REQUIRED WORK
Continue the article about Black architect Wallace A. Rayfield, picking up after its final sentence.

SELECTED PASSAGE
▼

The Birmingham Times

While searching his dilapidated barn in 1993, Allen Durough, a Bessemer, Alabama, minister, made an uncanny discovery. Durough, who’s now deceased, uncovered 411 printing plates that belonged to Wallace Augustus Rayfield, the Black architect who designed the Sixteenth Street Baptist Church in downtown Birmingham. That historic discovery caught the attention of documentary filmmaker Dwight Cammeron.

“Initially, [I’d planned] to do a short segment about those printing plates and about Durough,” Cammeron said.

But Rayfield’s legacy would take center stage.

Rayfield, who died in 1941, is believed to be the second formally educated and practicing Black architect in the United States, behind Robert Robinson Taylor, the Massachusetts Institute of Technology’s (MIT’s) first Black graduate and the nation’s first accredited Black architect.

Durough eventually authored a book about Rayfield, “The Architectural Legacy of Wallace A. Rayfield: Pioneer Black Architect of Birmingham, Alabama,” which was published by The University of Alabama Press in 2010.

▲

DATA SHOWN
▼

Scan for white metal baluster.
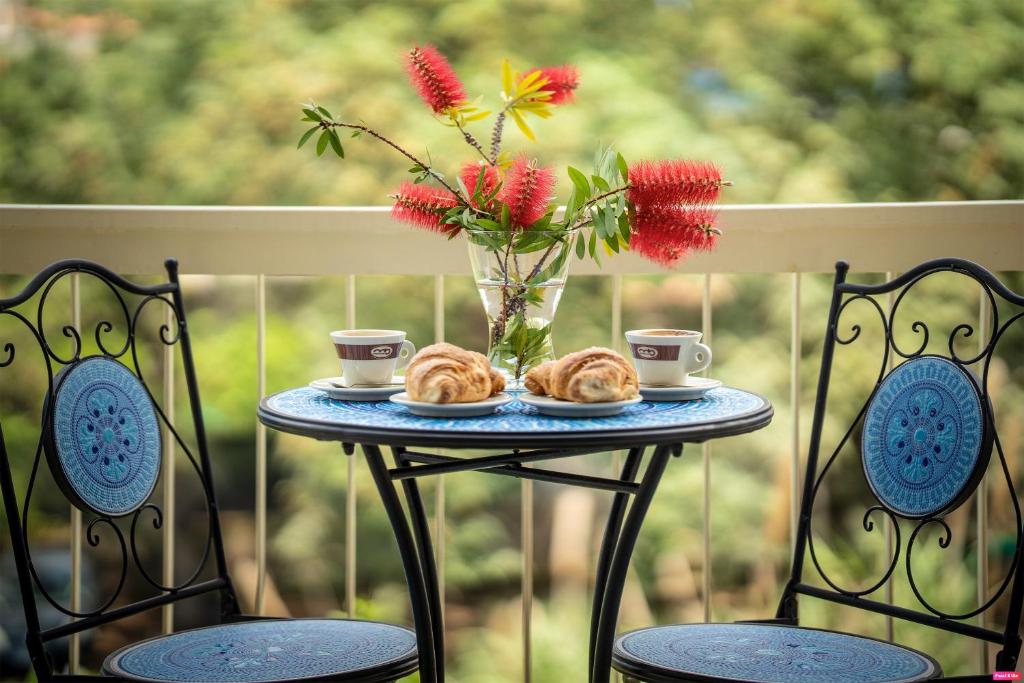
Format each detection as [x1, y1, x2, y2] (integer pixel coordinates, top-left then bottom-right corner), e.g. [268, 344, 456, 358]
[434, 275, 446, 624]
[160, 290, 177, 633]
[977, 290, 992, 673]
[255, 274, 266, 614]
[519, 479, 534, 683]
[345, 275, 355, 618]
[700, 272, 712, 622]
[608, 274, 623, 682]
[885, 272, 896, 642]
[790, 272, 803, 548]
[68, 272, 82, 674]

▲
▼

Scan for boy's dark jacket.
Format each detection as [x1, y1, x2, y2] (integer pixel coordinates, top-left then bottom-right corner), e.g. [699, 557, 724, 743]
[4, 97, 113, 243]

▲

FINAL RESULT
Discussing Durough’s find, Cammeron said, “These are wooden plates that Rayfield carved to make his advertisements and pictures of designs and things of that nature. But once I started researching Wallace Rayfield, I determined that there had never been a featured documentary about his work and his impact on architecture in the South and in the nation.”

Cammeron used a large amount of Durough’s research to produce the documentary, “Finding the Cornerstone: The Wallace A. Rayfield Story,” which premiered at Birmingham’s 2020 Sidewalk Film Festival and will be televised on Alabama Public Television on Martin Luther King Jr. Day, Monday, January 15, at 9 p.m.

Rayfield designed not only the Sixteenth Street Church but other historic sanctuaries in the Magic City, including the original Sixth Avenue Baptist Church (the structure Rayfield built has been torn down), the old location of Sardis Baptist Church (1240 Fourth Street North), 23rd Street Baptist Church (331 23rd Street South), 32nd Street Baptist Church (518 32nd Street South; the building was demolished in 2021), and Harmony Street Baptist Church (553 42nd Place North). He also designed the current location of the Jimmie Hale Mission (3420 2nd Avenue North) and the Pythian Temple Building (310 18th Street North).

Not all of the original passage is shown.